• **Aim**
Locate the line that contains "Teacher note to the class: pick out the rocky" in the entries below. Retype it and all following lines through the final one, character for character.

── Recorded information

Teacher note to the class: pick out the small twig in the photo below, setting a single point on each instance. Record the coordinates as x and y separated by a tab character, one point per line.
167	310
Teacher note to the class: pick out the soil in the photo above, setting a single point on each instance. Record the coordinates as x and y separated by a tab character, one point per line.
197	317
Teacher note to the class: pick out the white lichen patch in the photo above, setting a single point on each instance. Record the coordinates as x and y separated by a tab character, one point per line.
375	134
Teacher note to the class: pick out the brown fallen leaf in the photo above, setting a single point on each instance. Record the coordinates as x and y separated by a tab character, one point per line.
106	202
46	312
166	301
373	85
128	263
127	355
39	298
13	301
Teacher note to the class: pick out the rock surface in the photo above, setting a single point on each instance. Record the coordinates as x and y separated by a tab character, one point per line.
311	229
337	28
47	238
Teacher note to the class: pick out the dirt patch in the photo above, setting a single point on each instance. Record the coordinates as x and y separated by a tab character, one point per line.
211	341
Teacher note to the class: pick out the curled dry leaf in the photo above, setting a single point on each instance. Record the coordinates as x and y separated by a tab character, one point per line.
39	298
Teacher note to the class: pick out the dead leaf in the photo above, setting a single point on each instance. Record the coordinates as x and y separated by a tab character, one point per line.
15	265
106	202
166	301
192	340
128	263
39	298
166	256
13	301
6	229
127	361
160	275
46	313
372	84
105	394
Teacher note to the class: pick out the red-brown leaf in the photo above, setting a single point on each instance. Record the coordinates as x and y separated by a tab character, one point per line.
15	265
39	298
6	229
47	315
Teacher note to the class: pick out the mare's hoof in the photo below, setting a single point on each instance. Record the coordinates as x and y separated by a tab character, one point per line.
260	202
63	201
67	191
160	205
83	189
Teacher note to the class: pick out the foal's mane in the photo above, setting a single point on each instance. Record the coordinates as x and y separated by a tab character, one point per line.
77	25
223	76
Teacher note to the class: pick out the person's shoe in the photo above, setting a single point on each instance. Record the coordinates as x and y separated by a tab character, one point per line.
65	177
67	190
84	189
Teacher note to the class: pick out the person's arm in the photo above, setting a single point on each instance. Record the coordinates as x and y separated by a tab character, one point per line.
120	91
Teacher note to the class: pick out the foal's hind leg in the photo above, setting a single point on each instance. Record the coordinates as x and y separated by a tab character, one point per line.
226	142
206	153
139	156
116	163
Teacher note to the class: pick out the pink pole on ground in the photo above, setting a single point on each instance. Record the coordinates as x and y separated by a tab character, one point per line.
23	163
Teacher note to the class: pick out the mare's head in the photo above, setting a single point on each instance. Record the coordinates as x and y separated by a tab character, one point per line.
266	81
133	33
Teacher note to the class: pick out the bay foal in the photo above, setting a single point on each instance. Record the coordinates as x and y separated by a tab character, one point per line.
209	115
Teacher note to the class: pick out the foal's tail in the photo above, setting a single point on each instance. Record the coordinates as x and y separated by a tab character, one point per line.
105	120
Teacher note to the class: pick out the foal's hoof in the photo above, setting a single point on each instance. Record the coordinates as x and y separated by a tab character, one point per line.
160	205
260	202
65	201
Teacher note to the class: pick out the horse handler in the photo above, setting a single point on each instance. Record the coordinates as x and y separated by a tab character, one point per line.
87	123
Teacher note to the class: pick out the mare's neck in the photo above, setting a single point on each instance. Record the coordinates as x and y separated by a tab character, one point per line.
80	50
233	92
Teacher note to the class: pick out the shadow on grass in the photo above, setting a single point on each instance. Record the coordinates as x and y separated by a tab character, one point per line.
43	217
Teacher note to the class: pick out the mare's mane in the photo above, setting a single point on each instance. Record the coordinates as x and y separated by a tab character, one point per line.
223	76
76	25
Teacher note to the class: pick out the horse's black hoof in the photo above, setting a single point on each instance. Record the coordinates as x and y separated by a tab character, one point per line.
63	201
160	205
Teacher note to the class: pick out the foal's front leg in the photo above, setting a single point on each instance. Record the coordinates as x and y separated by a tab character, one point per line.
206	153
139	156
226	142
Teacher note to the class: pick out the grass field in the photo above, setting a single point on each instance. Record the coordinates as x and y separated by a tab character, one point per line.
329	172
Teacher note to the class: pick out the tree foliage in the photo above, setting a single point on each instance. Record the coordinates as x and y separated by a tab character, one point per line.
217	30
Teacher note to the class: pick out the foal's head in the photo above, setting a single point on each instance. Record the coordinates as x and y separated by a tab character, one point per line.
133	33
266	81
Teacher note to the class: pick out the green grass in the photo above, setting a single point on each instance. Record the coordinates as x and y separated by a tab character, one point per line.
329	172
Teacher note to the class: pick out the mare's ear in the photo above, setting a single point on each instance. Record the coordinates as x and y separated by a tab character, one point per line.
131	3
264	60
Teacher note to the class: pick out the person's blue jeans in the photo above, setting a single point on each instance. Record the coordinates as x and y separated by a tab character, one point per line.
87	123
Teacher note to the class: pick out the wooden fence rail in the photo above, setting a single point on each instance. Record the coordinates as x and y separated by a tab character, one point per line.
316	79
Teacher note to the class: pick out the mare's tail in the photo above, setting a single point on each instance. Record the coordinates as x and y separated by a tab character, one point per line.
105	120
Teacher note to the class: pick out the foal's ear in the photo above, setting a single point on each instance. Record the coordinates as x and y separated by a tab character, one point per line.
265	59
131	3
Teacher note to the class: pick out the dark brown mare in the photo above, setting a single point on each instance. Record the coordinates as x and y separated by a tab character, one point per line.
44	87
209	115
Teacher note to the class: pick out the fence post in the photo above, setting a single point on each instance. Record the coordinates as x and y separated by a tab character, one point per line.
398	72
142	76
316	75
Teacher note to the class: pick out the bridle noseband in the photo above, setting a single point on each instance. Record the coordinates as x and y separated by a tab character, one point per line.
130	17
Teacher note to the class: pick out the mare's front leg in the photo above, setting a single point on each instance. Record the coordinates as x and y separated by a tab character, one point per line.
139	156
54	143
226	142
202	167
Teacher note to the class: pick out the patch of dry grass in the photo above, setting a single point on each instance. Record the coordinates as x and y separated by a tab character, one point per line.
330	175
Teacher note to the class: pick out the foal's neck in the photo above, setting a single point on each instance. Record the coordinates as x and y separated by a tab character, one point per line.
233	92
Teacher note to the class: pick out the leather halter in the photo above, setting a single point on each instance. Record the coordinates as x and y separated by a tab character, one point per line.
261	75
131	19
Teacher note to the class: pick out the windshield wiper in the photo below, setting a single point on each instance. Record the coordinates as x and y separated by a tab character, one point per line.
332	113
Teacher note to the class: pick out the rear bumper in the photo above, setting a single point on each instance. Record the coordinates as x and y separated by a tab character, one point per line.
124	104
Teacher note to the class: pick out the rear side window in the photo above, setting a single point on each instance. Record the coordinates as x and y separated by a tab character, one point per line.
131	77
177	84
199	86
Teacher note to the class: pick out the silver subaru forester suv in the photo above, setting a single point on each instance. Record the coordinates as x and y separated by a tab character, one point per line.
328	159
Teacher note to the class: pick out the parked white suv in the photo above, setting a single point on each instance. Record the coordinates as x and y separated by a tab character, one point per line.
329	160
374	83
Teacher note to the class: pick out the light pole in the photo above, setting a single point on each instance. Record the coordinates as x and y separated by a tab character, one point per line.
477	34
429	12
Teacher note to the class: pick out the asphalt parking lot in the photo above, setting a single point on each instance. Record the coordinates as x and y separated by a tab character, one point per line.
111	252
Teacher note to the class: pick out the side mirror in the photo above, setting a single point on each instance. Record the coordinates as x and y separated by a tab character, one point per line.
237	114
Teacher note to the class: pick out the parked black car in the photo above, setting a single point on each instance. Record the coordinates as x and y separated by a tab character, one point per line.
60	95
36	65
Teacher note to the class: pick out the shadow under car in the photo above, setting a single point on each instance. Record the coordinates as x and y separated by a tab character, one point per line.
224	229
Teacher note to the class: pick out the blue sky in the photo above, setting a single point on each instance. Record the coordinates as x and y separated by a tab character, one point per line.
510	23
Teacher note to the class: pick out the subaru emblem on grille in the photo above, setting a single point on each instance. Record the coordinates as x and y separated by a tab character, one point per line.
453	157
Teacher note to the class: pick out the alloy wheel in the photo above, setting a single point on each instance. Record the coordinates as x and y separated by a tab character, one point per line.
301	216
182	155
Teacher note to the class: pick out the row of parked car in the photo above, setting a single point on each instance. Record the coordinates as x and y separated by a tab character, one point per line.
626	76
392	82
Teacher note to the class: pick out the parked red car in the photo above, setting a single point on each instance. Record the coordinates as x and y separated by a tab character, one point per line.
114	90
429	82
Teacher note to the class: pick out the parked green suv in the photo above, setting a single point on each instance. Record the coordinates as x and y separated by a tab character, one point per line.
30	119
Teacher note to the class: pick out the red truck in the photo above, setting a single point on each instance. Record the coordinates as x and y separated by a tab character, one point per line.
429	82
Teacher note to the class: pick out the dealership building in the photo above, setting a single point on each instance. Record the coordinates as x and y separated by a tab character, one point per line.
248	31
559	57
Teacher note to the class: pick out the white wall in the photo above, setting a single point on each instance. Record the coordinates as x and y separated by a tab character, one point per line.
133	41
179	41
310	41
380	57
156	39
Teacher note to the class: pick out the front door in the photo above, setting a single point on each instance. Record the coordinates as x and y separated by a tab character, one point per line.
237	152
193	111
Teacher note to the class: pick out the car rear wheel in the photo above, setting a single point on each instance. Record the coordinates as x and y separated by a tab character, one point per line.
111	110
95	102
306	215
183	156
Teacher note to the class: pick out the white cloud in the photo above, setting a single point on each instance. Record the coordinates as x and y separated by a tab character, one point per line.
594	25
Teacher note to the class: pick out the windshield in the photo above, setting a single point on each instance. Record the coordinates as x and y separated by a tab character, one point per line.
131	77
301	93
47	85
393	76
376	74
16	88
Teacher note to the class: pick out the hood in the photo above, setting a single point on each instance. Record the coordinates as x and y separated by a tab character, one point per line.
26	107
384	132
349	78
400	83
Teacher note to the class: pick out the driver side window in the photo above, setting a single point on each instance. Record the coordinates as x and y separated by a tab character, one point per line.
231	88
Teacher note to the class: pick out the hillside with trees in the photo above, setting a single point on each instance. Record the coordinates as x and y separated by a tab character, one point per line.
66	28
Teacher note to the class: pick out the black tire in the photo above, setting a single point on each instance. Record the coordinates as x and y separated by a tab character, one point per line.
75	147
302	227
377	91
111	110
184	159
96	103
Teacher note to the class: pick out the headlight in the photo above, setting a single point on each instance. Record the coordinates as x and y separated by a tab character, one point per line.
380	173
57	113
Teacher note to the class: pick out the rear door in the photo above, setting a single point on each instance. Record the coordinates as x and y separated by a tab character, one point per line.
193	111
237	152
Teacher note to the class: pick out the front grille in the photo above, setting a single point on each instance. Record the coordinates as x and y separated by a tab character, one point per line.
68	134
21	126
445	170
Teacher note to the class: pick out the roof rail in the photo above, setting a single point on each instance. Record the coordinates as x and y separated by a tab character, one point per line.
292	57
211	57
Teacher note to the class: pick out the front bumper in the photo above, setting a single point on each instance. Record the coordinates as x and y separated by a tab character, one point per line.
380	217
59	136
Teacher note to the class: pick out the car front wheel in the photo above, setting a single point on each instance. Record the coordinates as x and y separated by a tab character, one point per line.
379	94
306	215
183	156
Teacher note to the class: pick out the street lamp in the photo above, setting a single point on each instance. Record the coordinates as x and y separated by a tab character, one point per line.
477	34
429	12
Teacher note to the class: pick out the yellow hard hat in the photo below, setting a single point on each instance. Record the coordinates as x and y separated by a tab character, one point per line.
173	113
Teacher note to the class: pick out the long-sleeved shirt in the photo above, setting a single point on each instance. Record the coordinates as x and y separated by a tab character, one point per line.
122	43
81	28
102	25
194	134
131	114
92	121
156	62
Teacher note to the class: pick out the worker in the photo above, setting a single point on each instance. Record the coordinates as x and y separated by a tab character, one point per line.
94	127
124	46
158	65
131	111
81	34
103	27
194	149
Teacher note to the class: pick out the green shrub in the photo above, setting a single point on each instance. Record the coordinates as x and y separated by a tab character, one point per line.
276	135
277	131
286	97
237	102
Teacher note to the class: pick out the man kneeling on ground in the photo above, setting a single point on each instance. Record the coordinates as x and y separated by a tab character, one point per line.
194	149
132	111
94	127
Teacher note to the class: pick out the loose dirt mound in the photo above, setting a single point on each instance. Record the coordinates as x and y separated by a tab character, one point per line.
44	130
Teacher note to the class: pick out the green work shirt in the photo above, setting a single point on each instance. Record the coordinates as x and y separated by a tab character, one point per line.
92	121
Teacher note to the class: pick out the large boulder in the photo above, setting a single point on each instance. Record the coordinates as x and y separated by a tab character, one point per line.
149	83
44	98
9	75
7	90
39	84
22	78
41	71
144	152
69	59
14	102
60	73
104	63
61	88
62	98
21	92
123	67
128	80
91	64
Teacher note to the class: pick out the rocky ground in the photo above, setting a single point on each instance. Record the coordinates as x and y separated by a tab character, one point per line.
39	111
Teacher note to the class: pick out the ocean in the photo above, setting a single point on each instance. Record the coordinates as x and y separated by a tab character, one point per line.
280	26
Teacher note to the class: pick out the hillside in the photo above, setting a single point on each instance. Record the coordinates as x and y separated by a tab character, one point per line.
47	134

────

• **Exercise answer**
Teacher note to the class: pick out the rocky ground in the photo above, setting a single point on each instance. Record the coordinates as x and y separated by a tab character, one point per line.
39	111
Teacher note to the class: pick out the ocean in the photo above, setting a single point on each instance. Record the coordinates as x and y separated by a tab character, one point per line.
280	26
Teacher note to the class: pick out the hillside in the photo above, setting a single point on each instance. Record the coordinates as x and y separated by a tab character, one point per line.
47	134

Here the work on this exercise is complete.